▶ [PROMPT]: In the entries below, count the lines that hold the string "rock" and state only that count.

[DATASET EXTRACT Boundary: Start]

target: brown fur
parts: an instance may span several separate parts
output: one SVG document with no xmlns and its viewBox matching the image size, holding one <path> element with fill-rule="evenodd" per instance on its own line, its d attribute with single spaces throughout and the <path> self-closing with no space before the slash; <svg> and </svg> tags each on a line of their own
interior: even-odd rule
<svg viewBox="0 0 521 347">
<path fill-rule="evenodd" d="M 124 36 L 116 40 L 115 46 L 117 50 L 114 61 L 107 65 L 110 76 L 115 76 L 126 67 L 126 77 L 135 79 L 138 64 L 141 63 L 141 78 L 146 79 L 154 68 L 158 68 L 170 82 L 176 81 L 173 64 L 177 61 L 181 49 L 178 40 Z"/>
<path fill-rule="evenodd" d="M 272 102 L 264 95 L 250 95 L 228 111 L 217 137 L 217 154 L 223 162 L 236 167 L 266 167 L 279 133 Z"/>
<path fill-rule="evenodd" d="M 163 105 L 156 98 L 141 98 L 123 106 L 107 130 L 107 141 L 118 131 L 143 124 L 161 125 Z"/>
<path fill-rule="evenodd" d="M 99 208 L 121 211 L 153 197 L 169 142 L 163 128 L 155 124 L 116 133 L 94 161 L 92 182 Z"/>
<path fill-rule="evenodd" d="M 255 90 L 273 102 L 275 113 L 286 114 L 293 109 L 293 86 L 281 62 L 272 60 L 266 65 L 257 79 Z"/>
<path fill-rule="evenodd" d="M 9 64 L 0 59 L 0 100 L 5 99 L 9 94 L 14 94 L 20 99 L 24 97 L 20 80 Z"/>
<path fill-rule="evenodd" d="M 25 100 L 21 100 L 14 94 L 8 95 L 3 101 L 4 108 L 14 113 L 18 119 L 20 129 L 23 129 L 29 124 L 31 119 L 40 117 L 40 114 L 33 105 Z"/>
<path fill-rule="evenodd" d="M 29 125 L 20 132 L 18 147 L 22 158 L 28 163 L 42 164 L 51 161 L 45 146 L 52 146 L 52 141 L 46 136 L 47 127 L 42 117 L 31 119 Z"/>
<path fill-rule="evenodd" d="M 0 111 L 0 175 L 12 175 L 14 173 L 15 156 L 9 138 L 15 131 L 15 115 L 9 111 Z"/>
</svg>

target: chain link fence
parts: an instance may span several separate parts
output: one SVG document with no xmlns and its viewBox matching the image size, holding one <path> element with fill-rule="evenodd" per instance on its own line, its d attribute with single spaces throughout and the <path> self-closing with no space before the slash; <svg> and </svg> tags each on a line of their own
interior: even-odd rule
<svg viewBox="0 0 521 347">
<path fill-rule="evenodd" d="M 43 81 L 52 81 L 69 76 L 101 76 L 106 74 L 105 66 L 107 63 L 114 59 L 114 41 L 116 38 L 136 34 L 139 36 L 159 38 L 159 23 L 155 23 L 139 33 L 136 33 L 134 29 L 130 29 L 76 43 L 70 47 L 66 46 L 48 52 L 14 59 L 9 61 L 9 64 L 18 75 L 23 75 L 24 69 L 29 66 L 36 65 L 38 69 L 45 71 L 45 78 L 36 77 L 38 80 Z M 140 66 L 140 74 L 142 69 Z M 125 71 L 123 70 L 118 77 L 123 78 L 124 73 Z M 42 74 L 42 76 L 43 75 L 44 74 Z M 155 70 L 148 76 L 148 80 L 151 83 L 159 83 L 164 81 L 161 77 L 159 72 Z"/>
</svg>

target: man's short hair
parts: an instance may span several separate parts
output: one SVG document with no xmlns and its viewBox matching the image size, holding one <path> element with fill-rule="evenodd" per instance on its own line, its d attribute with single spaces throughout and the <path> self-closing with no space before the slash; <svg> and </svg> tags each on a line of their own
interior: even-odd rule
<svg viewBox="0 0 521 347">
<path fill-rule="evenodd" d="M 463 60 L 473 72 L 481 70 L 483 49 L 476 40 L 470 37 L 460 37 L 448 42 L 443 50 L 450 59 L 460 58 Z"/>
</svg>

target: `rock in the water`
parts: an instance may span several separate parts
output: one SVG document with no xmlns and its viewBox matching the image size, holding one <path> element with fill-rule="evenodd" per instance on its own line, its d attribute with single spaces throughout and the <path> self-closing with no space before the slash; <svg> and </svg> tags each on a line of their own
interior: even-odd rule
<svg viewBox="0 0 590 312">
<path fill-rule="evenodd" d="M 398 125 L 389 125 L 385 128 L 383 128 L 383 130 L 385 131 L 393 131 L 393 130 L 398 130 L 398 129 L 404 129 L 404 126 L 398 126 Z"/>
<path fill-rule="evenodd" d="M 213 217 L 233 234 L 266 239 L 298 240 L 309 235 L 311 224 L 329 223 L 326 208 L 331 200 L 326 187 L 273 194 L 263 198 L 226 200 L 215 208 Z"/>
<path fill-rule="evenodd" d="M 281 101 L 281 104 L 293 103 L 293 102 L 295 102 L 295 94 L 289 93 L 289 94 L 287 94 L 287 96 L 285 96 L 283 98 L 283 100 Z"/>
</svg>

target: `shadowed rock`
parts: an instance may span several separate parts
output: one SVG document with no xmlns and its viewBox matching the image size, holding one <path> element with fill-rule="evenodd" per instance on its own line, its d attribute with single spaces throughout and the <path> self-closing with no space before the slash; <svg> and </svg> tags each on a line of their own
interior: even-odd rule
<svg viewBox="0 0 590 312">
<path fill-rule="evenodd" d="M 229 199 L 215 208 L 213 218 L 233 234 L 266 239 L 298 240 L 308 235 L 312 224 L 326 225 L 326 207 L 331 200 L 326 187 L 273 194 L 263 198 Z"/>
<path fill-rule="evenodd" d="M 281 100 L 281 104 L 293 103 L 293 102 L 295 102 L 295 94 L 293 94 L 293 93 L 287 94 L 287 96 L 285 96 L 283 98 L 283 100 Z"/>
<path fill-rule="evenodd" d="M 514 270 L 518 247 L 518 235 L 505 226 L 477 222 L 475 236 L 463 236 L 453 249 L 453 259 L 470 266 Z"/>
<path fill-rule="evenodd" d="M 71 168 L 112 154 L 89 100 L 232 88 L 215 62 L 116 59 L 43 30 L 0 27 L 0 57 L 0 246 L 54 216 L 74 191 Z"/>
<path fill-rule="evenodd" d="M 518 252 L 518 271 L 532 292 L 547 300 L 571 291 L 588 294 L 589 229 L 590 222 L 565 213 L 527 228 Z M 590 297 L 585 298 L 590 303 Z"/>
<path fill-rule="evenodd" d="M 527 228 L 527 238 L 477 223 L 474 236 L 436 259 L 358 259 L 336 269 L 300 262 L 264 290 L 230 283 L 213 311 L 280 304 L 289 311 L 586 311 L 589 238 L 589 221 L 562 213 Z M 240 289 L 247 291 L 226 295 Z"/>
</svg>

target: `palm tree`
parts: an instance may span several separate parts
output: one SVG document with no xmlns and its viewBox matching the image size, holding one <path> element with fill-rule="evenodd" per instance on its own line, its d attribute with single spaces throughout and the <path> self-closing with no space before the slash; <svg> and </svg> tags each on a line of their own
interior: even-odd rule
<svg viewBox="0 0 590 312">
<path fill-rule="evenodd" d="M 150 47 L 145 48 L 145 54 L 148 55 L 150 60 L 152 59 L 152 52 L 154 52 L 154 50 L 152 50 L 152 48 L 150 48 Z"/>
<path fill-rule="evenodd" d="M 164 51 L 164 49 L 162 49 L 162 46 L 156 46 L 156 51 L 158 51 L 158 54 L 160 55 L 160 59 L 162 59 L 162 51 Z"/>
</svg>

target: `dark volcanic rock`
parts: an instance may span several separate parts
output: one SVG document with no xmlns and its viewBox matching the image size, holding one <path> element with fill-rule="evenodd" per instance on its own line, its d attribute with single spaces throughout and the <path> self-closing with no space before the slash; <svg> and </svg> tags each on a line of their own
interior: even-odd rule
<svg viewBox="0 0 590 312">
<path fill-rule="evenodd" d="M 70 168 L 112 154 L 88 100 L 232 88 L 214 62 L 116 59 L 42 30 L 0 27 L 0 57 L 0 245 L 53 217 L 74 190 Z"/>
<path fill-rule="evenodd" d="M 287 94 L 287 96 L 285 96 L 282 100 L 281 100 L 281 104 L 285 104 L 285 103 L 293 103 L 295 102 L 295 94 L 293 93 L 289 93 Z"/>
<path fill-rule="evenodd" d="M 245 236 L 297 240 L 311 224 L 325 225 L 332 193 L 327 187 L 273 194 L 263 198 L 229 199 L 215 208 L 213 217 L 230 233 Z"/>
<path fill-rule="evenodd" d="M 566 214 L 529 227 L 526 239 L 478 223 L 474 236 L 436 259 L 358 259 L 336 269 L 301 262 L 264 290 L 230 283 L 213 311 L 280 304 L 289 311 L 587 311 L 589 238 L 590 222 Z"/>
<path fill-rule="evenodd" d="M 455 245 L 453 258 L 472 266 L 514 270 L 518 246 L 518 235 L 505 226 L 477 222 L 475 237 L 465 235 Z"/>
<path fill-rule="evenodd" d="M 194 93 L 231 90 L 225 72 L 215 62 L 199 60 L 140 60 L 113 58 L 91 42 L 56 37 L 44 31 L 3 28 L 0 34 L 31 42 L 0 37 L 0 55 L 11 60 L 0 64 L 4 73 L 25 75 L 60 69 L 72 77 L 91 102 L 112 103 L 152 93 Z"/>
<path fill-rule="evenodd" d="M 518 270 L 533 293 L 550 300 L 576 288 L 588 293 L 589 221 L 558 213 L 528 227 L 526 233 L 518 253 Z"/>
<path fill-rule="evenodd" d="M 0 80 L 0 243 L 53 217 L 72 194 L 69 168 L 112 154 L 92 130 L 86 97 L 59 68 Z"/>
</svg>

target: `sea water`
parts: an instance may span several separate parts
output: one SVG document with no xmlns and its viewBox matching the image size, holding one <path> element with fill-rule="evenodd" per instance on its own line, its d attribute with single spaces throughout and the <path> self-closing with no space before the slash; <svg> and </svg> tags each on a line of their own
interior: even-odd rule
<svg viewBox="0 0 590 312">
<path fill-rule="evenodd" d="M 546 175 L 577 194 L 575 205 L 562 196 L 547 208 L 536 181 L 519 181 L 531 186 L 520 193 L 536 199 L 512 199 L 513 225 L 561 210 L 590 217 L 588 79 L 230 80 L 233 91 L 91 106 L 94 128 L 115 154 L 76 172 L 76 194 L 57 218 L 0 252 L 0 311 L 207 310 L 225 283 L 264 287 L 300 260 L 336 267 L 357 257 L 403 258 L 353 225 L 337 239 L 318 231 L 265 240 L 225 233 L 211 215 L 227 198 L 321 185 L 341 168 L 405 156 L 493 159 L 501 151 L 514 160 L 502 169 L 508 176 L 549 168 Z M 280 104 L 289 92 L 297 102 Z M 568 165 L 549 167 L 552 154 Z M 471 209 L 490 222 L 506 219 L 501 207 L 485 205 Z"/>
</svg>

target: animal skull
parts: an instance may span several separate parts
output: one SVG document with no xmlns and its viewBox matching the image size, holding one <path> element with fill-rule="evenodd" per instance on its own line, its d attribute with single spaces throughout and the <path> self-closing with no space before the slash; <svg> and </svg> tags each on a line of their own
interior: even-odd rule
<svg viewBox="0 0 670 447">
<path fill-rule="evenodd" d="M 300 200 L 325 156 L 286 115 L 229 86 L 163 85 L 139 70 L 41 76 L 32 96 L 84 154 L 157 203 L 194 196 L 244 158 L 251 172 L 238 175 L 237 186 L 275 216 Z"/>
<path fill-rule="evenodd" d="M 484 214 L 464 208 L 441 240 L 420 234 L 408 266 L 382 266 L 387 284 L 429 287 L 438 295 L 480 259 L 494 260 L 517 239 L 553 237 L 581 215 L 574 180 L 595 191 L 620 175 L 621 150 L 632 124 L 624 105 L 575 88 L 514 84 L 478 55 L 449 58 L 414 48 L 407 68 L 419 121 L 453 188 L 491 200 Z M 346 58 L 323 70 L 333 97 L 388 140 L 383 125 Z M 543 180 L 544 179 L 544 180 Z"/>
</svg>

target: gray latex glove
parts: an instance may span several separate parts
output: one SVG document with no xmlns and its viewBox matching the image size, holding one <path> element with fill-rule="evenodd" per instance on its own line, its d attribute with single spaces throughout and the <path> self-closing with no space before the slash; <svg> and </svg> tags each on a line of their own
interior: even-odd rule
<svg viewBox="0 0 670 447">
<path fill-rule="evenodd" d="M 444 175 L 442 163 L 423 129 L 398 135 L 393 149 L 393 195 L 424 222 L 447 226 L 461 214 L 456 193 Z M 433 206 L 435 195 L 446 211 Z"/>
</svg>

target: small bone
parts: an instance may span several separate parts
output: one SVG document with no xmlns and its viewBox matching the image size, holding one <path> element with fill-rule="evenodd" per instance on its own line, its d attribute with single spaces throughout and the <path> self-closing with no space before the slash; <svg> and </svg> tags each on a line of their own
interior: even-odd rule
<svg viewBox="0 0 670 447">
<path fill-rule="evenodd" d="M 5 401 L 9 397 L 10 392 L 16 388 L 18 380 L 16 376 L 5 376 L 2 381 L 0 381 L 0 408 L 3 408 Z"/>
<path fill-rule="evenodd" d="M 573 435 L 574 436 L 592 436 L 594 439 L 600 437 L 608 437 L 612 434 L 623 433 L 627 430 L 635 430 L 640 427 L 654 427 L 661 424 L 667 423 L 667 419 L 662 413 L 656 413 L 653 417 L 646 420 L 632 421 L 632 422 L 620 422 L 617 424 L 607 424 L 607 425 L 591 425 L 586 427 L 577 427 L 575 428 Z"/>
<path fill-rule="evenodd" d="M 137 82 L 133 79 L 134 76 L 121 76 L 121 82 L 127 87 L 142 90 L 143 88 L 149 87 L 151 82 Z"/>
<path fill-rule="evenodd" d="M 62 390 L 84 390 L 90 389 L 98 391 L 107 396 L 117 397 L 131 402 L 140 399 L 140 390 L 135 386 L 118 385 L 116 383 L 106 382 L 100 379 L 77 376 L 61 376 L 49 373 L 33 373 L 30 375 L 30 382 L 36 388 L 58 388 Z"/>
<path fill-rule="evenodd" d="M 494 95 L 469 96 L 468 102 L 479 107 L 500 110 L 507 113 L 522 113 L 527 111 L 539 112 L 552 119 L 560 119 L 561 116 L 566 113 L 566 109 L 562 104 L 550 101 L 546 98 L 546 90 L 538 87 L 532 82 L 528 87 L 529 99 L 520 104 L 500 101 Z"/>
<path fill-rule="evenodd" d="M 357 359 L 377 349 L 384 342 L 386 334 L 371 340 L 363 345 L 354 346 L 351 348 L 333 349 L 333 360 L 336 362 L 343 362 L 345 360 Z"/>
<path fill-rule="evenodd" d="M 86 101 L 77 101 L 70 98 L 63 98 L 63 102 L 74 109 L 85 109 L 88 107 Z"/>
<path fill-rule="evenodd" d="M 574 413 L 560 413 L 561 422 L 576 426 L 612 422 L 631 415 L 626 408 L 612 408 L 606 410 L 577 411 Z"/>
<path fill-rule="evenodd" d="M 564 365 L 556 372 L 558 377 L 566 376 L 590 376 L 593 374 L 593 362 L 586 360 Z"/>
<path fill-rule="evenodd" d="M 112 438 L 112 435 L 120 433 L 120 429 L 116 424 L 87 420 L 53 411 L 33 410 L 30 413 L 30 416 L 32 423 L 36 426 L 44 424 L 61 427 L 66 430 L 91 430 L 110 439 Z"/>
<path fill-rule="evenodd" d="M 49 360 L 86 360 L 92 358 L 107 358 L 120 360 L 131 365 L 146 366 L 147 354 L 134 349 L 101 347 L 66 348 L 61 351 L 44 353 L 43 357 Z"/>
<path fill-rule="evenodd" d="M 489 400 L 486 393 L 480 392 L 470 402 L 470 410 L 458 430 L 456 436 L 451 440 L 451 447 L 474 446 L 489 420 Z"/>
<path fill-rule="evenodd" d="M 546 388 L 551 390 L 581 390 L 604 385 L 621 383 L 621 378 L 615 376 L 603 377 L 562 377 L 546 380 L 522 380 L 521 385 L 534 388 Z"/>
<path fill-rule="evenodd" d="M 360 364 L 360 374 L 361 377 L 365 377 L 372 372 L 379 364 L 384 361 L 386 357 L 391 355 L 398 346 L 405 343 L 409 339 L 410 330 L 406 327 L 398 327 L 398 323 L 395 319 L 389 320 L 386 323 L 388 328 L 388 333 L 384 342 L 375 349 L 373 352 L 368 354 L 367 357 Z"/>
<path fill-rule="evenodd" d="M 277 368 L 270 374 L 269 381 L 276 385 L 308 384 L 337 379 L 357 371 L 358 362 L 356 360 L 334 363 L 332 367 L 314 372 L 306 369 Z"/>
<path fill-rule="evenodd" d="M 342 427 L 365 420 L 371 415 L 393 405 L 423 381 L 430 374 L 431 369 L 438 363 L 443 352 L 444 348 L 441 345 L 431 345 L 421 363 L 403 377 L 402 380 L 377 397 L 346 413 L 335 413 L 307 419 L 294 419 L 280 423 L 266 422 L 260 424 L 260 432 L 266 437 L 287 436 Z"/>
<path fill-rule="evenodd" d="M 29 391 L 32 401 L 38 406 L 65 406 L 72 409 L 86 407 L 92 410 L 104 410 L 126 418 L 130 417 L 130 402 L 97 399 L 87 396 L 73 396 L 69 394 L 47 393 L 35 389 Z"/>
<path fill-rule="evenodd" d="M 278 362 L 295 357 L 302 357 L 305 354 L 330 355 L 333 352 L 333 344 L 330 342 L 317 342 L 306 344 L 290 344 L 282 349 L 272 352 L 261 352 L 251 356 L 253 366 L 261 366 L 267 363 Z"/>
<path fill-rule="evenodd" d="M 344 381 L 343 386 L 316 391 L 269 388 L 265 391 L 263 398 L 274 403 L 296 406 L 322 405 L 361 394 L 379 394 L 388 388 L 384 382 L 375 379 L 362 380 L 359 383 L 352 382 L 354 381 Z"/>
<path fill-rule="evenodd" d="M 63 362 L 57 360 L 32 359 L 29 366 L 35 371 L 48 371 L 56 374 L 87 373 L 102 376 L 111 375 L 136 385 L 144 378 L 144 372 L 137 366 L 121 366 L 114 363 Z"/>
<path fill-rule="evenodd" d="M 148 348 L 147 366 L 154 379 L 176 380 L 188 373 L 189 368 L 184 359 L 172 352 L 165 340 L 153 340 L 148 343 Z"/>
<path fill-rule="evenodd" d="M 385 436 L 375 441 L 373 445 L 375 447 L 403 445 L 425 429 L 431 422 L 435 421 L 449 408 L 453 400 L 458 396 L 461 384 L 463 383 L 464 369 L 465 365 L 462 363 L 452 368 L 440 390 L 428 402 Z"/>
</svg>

[DATASET EXTRACT Boundary: End]

▶ [COMPLETED EXERCISE]: 3